***** Passage shown

BRIEF SUMMARY OF THE INVENTION
[0008] The invention is a grid framework having at least one
conductive support grid member in which its conductivity is
uncontrolled. A conductive material having controllable
conductivity is disposed thereon. A non-conductive insulative layer
is applied to a top portion of the conductive support grid member
such that the non-conductive insulative layer interposes the top
portion of the support member and the conductive material. The grid
framework further includes an insulative cap made of non-conductive
material which straddles the non-conductive insulative layer and
overlies the conductive material such that the cap and the
non-conductive insulative layer sandwich the first and second
conductors. The grid framework system further includes a plurality
of cables and a selectively locatable management device for said
cables. The grid framework system further includes a component
retention device having a first portion attached to the first of
the intersecting support members and a second portion attached to
the second of the intersecting support members, wherein each of the
first and second portions straddle the intersecting support grid
members.
[0009] Further areas of applicability of the present invention will
become apparent from the detailed description provided hereinafter.
It should be understood that the detailed description and specific
examples, while indicating some embodiments of the invention, are
intended for purposes of illustration only and are not intended to
limit the scope of the invention.
BRIEF DESCRIPTION OF THE DRAWINGS
[0010] The features of the exemplified embodiments will be
described with reference to the following drawings in which like
elements are labeled similarly. The present invention will become
more fully understood from the detailed description and the
accompanying drawings, wherein:
[0011] FIG. 1 is a perspective view of a room space having a grid
framework system according to an embodiment of the present
invention.
[0012] FIG. 2 is a perspective view of a support member of the grid
framework system having an example non-conductive insulative member
attached thereto.
[0013] FIG. 3 is a perspective view showing an insulative cap
attached to the support member and insulative member of FIG. 2.
[0014] FIG. 4 is a front elevation view of FIG. 3.
[0015] FIG. 5 is a perspective view of an example management device
for cables and wires.
[0016] FIG. 6 is a top view of FIG. 5.
[0017] FIG. 7 is a front view of FIG. 5.
[0018] FIG. 8 is a side view of FIG. 5.
[0019] FIG. 9 is a perspective view of two example management
devices of FIGS. 5-8 attached to the support member shown in FIG.

**********
***** Data provided

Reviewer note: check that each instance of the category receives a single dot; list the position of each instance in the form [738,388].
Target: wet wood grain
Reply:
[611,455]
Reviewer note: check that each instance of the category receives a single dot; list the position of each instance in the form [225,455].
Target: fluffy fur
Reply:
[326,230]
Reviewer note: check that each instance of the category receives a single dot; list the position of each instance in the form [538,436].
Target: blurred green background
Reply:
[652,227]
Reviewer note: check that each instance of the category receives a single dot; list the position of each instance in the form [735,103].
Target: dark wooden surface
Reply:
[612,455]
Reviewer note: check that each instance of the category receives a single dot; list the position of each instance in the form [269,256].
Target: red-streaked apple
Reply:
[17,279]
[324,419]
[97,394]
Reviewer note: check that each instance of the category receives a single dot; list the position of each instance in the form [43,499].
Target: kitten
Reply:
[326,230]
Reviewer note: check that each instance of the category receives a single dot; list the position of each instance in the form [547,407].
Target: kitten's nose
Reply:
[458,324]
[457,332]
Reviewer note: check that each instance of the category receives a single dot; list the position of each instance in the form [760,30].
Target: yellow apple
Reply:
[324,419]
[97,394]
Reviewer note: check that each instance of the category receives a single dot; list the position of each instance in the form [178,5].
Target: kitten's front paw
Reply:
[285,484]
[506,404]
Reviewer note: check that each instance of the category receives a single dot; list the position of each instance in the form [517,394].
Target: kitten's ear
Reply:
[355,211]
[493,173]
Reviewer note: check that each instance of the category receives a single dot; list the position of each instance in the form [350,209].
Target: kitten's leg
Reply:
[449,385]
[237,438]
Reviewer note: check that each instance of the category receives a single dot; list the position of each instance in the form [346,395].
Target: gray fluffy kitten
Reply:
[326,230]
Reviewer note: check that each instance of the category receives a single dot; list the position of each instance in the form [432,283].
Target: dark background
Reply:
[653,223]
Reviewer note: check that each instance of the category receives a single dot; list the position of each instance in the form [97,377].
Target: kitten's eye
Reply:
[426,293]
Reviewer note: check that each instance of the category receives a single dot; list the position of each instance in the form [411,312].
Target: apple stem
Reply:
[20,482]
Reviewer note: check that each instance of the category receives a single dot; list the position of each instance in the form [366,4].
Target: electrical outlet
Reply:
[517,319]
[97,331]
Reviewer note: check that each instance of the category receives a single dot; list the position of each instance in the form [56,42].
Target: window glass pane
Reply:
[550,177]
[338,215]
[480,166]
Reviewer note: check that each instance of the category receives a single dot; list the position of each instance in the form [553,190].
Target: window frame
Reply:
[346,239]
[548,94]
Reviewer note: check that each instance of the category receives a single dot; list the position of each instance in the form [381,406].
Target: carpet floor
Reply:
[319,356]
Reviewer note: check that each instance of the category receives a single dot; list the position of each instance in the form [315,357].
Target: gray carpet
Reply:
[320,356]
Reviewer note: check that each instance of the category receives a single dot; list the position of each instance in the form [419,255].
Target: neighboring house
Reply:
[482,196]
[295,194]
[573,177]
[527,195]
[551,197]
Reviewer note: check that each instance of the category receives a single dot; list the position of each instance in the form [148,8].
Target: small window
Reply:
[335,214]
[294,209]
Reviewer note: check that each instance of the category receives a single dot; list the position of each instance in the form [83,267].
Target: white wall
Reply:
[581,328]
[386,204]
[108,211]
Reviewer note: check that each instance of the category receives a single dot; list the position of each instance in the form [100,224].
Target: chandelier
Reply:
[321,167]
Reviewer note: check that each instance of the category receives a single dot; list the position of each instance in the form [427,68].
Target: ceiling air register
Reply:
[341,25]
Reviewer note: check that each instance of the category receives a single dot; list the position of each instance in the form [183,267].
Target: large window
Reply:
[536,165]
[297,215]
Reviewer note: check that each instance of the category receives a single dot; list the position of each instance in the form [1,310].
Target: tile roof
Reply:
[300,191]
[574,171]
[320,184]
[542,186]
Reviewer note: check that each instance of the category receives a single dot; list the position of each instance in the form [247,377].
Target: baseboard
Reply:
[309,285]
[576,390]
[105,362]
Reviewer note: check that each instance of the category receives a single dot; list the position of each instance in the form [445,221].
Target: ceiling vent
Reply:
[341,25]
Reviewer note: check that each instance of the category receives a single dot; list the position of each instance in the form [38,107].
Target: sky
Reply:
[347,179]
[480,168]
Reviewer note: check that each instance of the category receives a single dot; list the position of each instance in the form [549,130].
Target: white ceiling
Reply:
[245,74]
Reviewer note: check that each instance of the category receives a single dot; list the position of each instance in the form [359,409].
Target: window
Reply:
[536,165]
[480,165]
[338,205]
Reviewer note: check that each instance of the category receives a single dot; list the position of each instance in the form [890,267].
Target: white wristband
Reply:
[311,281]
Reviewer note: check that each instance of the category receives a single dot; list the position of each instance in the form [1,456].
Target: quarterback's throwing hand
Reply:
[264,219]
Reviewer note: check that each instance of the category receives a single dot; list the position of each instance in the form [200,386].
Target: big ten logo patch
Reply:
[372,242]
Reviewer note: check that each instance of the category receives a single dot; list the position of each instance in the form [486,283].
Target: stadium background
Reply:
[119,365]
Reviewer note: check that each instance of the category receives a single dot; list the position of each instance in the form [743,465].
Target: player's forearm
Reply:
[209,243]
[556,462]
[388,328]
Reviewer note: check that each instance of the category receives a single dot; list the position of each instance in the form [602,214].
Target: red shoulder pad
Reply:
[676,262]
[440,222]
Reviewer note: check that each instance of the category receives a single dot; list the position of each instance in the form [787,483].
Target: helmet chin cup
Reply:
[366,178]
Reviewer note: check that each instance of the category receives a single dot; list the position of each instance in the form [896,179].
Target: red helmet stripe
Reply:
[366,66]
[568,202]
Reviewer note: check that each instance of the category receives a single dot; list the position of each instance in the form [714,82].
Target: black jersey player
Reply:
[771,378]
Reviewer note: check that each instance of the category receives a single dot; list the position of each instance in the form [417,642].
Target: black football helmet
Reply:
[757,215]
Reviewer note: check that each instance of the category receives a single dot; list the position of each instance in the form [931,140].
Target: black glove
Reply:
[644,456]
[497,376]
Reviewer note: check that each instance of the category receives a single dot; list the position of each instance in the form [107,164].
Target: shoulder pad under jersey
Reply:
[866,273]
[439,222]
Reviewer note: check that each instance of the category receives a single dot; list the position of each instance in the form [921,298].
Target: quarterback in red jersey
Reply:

**********

The exercise – In the grid framework patent excerpt, what does the insulative cap straddle? These lines have no connection to the grid framework patent excerpt.

Exercise response – The non-conductive insulative layer.